=== Things to do ===
• 1. From the text on AI and code review, reproduce word for word the stretch from "Here are a few" through "without performance degradation.".
• 2. Proceed with the text on AI and code review, starting right after its last sentence.

=== Exercise text ===
--*--
Moreover, AI effortlessly scales- it can review dozens of pull requests per day without fatigue, something almost impossible for a human reviewer.

Here are a few clear advantages of using AI in code review:

Immediate feedback – In traditional reviews, responses might take hours or even days, leaving developers waiting. With AI, the feedback comes instantly.
No cognitive fatigue – Reviewing hundreds of lines of someone else's code can be mentally draining. AI never tires.
Productivity scaling – In large teams, human reviewers spend significant time on reviews, impacting productivity. For AI, team size doesn't matter- it performs equally fast and effectively regardless.

A Cisco study found that reviewing more than 400 lines of code at once reduces one's ability to find bugs, with most defects discovered in the first 200 lines. This insight shaped industry practices- but AI doesn't suffer from this limitation. It can handle large reviews without performance degradation.

The Human Mind: The Unbeatable Factor

While AI performs flawlessly on the tasks mentioned above- and I rely on it heavily. It still lacks something fundamental- understanding.

As experts have pointed out, current AI systems are, in many ways, quite limited. We're fooled into thinking they're intelligent because they handle language so well. But they don't understand the physical world. They lack persistent memory, true reasoning, and long-term planning- all crucial aspects of genuine intelligence.

Machine learning generally operates under three paradigms:

Supervised learning

This is the classical approach. The model is trained using a dataset of examples that have both input and the correct output (labels). For instance, if you train a system to recognize objects, you might show it an image of a table and label it "table". The model then produces its own output and receives feedback: if it's wrong, its internal parameters are adjusted. Repeating this process millions of times helps the system form strong associations between inputs and correct predictions.

Reinforcement learning

This technique more closely resembles certain aspects of human learning. Instead of being told the exact right answer, the AI acts, observes the consequences, and receives a reward or penalty. It adjusts its future actions to maximize the long‑term reward. Think of how you learned to ride a bike- through trial, error, and correction. However, this paradigm has limitations. It’s inefficient and effective only in clearly defined environments (like playing chess, Go, or poker) where success metrics are known and unambiguous. In complex, real‑world settings without clear feedback, reinforcement learning becomes impractical.
--*--
=== Available data ===
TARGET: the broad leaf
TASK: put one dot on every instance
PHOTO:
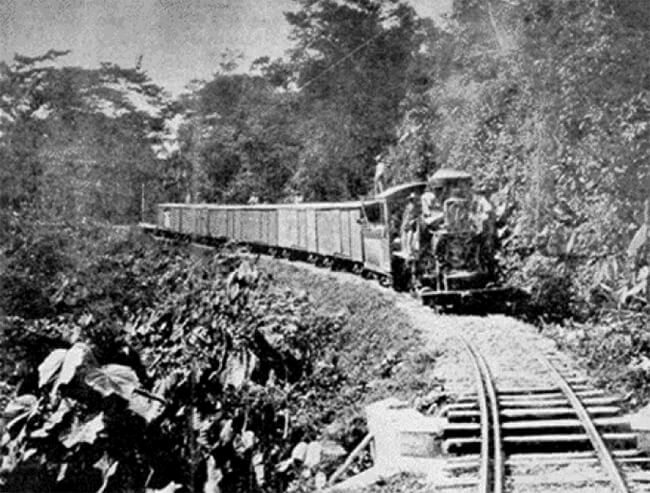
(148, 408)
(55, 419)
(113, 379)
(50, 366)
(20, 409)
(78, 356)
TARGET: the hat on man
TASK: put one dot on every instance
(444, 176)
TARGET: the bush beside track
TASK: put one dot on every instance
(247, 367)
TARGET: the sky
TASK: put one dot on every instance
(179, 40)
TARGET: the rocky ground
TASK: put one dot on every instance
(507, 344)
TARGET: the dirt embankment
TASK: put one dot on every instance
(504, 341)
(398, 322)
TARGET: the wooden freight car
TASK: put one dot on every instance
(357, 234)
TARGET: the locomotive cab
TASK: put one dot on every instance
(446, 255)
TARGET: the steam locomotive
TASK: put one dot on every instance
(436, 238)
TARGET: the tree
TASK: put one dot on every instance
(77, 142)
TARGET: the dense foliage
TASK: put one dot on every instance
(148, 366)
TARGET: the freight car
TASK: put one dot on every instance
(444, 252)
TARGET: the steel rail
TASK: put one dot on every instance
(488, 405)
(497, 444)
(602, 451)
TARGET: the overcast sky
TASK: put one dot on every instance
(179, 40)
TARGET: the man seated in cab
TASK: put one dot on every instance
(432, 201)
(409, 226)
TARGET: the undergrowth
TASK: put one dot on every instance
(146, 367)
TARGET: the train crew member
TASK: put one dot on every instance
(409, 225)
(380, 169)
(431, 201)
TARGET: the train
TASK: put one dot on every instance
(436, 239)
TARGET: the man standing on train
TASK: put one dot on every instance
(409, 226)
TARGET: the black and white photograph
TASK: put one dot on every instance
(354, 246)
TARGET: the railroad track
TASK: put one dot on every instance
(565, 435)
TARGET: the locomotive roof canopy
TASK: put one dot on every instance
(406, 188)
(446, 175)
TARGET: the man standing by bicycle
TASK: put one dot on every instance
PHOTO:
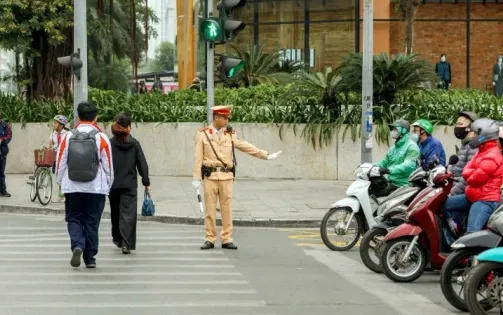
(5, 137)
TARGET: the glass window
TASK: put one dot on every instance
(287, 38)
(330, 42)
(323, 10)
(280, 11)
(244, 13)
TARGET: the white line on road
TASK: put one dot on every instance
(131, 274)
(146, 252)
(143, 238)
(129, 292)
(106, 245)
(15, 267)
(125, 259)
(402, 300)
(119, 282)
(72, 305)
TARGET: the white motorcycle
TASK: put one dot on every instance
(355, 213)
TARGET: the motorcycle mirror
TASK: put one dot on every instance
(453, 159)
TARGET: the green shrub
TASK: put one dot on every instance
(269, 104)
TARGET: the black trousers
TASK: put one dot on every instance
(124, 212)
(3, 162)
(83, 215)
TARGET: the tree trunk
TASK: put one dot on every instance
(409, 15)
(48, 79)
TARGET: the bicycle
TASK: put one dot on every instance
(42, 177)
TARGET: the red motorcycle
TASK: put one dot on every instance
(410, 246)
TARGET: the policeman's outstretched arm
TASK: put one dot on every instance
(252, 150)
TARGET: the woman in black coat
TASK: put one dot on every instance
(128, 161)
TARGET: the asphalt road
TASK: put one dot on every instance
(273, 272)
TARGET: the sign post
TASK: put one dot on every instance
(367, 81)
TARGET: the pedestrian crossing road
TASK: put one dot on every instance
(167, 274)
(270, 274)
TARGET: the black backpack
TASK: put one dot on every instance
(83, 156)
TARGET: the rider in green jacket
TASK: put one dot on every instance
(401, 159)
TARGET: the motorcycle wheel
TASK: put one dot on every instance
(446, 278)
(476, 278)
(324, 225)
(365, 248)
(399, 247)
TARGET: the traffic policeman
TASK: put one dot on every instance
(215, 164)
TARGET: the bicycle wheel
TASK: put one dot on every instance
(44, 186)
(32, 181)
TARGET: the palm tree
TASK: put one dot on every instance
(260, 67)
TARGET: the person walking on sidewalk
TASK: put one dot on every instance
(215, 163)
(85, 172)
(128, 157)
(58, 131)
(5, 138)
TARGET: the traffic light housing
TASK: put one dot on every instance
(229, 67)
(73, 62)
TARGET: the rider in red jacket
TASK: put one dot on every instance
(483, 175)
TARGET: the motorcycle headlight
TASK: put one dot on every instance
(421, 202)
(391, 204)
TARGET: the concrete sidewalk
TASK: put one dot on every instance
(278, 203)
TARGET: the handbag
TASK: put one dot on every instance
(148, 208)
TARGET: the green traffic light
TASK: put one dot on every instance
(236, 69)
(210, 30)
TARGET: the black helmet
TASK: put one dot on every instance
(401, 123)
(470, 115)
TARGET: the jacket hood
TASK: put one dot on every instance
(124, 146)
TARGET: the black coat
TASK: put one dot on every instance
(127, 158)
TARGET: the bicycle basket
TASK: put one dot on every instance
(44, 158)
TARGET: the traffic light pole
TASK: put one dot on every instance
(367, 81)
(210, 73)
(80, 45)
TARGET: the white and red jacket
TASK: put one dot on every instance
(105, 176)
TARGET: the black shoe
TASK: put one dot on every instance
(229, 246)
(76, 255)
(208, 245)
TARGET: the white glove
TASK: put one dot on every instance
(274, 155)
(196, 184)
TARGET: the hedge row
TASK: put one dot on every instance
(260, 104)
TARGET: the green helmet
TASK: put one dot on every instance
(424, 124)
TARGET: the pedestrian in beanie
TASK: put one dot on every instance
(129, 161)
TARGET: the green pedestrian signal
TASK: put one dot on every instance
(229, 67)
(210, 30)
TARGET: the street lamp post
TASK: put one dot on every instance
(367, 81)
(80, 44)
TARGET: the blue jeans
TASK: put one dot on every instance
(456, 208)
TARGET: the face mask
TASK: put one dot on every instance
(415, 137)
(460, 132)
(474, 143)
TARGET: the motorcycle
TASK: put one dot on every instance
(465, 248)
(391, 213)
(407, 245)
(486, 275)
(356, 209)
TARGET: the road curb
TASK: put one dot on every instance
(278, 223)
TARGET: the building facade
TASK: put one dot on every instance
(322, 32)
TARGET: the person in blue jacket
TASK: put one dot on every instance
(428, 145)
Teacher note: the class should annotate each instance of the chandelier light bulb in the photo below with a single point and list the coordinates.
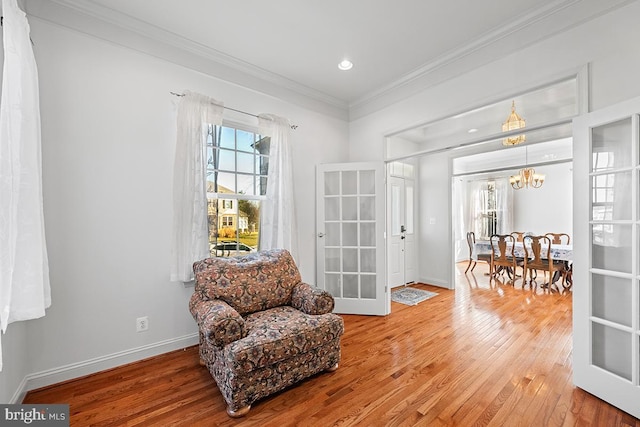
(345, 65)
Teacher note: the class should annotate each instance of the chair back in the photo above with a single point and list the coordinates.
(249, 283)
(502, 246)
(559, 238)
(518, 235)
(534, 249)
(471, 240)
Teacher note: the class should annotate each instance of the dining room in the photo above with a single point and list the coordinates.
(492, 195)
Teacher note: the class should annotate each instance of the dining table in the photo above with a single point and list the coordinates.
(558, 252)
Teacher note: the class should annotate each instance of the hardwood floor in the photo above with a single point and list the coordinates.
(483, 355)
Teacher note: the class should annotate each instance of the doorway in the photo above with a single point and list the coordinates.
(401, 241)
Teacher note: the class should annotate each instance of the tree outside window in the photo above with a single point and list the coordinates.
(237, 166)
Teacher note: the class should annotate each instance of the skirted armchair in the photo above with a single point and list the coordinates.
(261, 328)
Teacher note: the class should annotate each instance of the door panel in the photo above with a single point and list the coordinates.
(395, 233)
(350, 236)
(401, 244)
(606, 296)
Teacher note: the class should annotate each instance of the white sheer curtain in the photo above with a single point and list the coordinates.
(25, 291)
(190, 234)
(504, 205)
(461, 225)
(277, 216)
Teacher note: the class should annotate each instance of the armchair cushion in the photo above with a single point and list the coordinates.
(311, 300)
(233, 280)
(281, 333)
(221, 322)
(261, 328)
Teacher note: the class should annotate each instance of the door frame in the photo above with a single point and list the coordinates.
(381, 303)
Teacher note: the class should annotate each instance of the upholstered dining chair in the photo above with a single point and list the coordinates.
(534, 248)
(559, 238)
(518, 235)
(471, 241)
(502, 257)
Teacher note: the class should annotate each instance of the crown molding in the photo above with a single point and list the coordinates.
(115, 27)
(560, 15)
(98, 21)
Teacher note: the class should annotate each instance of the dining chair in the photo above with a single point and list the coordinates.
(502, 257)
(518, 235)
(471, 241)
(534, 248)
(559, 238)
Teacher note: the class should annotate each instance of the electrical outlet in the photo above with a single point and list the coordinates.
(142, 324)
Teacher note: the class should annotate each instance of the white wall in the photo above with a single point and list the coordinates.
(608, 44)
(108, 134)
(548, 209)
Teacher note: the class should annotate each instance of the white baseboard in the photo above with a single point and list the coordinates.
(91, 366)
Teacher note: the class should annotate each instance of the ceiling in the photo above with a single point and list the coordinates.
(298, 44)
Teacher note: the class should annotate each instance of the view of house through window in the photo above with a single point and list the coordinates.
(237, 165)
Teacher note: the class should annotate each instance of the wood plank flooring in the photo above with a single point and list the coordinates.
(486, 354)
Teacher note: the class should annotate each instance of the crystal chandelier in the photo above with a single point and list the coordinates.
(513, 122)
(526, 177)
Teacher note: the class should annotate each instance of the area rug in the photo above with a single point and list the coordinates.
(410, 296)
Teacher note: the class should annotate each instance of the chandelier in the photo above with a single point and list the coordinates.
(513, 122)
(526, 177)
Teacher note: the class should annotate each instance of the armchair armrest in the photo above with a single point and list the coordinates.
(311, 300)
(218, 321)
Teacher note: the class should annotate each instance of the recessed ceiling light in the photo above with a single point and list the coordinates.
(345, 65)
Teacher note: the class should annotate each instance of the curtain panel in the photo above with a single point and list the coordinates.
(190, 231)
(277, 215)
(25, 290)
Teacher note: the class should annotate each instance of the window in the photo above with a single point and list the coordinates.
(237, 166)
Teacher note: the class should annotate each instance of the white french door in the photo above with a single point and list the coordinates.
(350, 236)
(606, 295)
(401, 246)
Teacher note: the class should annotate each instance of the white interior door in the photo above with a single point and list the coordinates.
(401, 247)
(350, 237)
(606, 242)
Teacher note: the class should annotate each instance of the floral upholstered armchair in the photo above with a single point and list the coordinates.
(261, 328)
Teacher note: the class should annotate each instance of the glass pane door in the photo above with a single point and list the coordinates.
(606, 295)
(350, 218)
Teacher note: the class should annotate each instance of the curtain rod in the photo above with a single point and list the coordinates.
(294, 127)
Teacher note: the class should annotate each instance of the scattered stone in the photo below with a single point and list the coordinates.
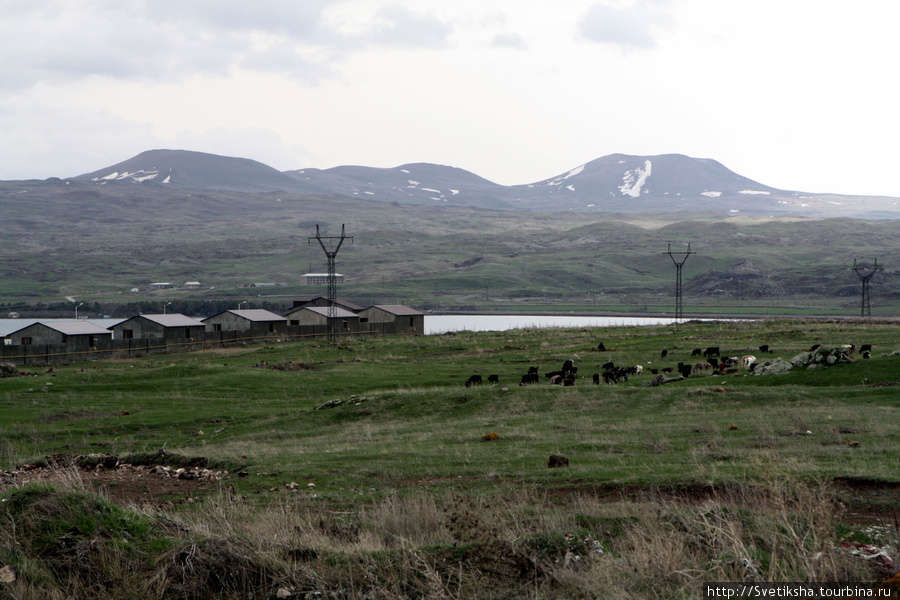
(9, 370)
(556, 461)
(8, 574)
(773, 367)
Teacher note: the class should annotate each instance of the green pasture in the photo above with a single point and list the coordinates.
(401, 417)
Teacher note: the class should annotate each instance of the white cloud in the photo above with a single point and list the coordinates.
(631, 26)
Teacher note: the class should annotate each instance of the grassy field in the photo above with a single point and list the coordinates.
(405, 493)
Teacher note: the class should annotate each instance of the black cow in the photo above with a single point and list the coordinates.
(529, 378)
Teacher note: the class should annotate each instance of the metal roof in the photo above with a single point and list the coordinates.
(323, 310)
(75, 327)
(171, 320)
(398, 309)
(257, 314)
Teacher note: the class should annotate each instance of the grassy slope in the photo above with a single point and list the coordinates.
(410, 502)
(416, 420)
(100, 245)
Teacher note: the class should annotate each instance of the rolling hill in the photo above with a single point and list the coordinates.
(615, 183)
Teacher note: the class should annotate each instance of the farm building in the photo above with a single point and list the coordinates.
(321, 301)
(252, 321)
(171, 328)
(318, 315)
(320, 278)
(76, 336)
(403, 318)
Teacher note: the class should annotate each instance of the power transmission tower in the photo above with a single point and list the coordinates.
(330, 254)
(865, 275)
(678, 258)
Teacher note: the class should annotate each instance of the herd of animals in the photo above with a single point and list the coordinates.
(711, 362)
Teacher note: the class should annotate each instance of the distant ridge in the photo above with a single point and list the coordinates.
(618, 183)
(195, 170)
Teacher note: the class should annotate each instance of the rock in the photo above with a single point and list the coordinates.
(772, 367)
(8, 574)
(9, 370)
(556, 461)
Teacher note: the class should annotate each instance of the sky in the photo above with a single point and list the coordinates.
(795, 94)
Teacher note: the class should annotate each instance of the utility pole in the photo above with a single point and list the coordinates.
--*--
=== Responses ===
• 1.
Here are a few clear advantages of using AI in code review:

Immediate feedback – In traditional reviews, responses might take hours or even days, leaving developers waiting. With AI, the feedback comes instantly.
No cognitive fatigue – Reviewing hundreds of lines of someone else's code can be mentally draining. AI never tires.
Productivity scaling – In large teams, human reviewers spend significant time on reviews, impacting productivity. For AI, team size doesn't matter- it performs equally fast and effectively regardless.

A Cisco study found that reviewing more than 400 lines of code at once reduces one's ability to find bugs, with most defects discovered in the first 200 lines. This insight shaped industry practices- but AI doesn't suffer from this limitation. It can handle large reviews without performance degradation.

• 2.
Self-supervised learning

This is the foundation of the most recent revolution in AI, including large language models such as ChatGPT. Here, the system learns from unlabeled data by creating its own predictive tasks- for example, trying to predict missing words in a sentence. By training on vast quantities of text, the model builds internal representations of patterns and relationships between words and concepts. This approach allows AI to gain an impressive ability to generate coherent and context‑aware language, but it still does not give the model genuine understanding or reasoning ability- it is pattern recognition, not comprehension.

Even with all this sophistication, AI remains fundamentally limited by its training data and objectives. It does not understand things as humans do; it merely models statistical relationships.

Software, by definition, is a tool that must operate according to human needs and actions- sometimes even playing a role in life-critical systems. This gap is where human consciousness and intuition remain irreplaceable.

Final Thoughts

I'll end with a visual that perfectly captures how the development landscape has shifted in the past two years.

Writing code itself has never truly been the problem. The real challenge has always been delivering error-free and dependable software.

The lesson is clear: AI is a powerful ally—especially for automating repetitive parts of the review process—but the human element remains the final safeguard of wisdom, empathy, and understanding that no algorithm can yet fully emulate.